▶ _Text excerpt_:

In 2012, the Red Sox sunk to depths they never even knew existed.

For a full decade, Fenway Park consistently was the home of a top contender.

Players like Dustin Pedroia, David Ortiz, Jon Lester and Jacoby Ellsbury had no idea what it was like to play an entire season without the hint of a pennant race.

They found out in harsh fashion, which leaves the entire organization eager to get up off the mat after a 69-93 season -- Boston's worst since 1965.

"On a personal level, I've been here 14 years, and we've had some highs and some lows and this is certainly a low," said Red Sox general manager Ben Cherington. "I take it personally. We all take it personally. But as long as I'm here, I'll do whatever I possibly can to help restore the team to what our ownership and fans deserve. It's been hard -- hard on all of us."

By the time the calendar year started, the Red Sox were in a state of major transition. Bobby Valentine was back in the Major Leagues for the first time in 10 years and hoping he could aptly replace Terry Francona as manager. Theo Epstein ended his nine-year tenure as general manager to become the president of baseball operations for the Cubs and Cherington was promoted to GM at a chaotic time.

When Spring Training started, everyone wondered how the Sox would respond to the end of 2011, when the worst September collapse in baseball history had left a bitter taste in everyone's mouth.

Unfortunately for the Red Sox, the answer would come too early. The team stumbled to a 1-5 start and, in hindsight, never recovered.

Valentine was dismissed as manager the morning after the regular season ended. He was replaced by John Farrell, a popular and respected figure around the team during his four years (2007-10) as pitching coach.

Here is one last look at a season that will go down in Red Sox infamy, with the top five storylines.

5. Valentine takes shot at Youk

Never had there been so many reporters in the Red Sox clubhouse a couple of hours before the annual Patriots Day Game, which was slated for 11:05 a.m. ET first pitch. But reporters had no choice but to set their alarm clocks early after a television interview aired late the night before, in which Valentine became embroiled in his first of many controversies throughout the season.

▶ _Information given_:
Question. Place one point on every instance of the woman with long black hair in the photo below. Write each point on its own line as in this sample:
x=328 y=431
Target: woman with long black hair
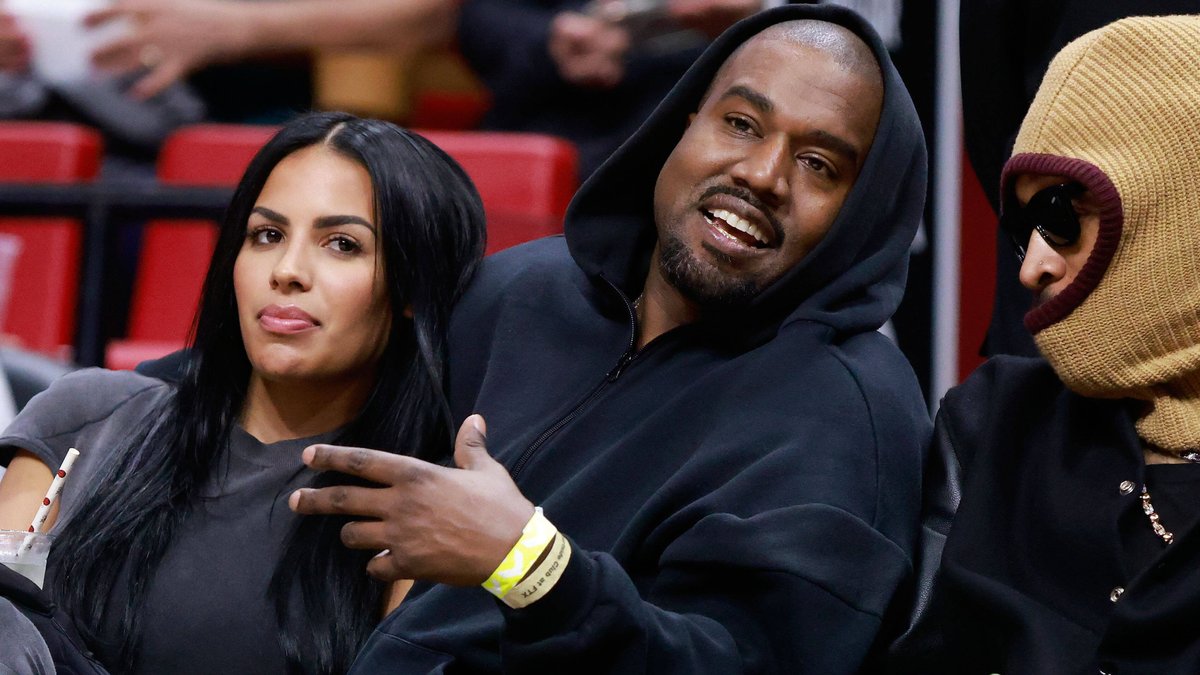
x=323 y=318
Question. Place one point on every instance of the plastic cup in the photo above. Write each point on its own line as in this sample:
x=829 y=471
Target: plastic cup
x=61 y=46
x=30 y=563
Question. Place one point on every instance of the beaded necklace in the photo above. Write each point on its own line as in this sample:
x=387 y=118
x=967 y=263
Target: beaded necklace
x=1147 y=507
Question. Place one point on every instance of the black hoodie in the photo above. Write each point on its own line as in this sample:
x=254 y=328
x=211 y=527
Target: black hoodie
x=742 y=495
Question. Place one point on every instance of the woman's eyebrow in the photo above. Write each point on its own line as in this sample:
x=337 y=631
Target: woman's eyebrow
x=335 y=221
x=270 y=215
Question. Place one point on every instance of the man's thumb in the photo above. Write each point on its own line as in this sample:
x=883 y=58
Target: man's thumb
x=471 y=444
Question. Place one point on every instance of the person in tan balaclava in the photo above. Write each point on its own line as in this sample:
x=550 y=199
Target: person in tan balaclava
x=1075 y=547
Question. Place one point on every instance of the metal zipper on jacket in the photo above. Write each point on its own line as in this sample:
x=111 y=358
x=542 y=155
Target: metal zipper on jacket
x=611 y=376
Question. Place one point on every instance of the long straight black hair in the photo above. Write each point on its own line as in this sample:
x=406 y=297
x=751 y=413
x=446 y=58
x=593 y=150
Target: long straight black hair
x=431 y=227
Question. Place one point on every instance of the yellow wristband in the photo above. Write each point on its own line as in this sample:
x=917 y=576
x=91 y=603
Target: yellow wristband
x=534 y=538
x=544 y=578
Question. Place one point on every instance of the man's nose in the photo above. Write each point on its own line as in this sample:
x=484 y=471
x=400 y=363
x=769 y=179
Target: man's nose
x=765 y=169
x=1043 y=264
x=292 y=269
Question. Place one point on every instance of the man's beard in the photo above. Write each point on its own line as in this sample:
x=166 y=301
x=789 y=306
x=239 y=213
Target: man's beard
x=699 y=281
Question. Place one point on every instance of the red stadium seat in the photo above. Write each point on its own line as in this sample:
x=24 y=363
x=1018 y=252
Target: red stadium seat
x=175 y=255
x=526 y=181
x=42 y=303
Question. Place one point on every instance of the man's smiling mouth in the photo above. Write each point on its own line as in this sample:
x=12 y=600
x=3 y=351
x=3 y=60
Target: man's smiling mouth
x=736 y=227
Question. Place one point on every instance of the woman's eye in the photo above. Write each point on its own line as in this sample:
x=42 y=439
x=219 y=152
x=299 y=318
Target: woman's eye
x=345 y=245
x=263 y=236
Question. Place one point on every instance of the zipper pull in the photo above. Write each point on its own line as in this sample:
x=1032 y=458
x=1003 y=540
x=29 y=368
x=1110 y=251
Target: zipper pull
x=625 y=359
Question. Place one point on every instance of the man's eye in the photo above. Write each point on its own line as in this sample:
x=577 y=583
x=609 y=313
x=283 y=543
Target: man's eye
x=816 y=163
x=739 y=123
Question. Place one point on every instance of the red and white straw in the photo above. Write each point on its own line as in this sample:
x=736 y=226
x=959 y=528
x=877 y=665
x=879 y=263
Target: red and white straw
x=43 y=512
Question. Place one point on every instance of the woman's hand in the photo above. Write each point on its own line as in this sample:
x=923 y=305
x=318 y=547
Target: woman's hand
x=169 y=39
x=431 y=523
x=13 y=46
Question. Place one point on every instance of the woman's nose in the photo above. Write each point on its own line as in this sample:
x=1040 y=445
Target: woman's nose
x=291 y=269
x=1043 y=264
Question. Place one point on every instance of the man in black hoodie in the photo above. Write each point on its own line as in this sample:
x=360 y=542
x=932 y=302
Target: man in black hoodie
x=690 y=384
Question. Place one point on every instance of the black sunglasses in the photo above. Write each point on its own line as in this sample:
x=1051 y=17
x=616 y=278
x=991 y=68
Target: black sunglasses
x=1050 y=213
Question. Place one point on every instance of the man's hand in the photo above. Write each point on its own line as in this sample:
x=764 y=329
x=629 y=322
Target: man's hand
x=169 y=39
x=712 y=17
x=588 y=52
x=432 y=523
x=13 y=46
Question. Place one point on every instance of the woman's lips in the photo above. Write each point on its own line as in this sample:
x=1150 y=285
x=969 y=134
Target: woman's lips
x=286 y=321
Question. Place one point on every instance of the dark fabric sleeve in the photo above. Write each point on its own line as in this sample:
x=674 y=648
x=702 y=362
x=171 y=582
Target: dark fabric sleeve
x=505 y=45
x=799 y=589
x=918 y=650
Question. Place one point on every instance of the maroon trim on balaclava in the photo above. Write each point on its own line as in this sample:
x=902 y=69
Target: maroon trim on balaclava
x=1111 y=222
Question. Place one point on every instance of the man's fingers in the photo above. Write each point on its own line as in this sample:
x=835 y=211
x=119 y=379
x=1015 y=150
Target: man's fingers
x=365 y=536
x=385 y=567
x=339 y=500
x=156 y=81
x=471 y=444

▶ _Exercise requirements_:
1) From the Red Sox text, set down the passage starting at "Valentine was dismissed" and ending at "as pitching coach.".
2) Answer these questions using the Red Sox text.
(a) What was the team's win-loss record for the 2012 season?
(b) How long had Bobby Valentine been away from the Major Leagues before returning?
(c) What position did John Farrell hold with the team from 2007 to 2010?

▶ _Full solutions_:
1)
Valentine was dismissed as manager the morning after the regular season ended. He was replaced by John Farrell, a popular and respected figure around the team during his four years (2007-10) as pitching coach.

2)
(a) 69-93
(b) 10 years
(c) Pitching coach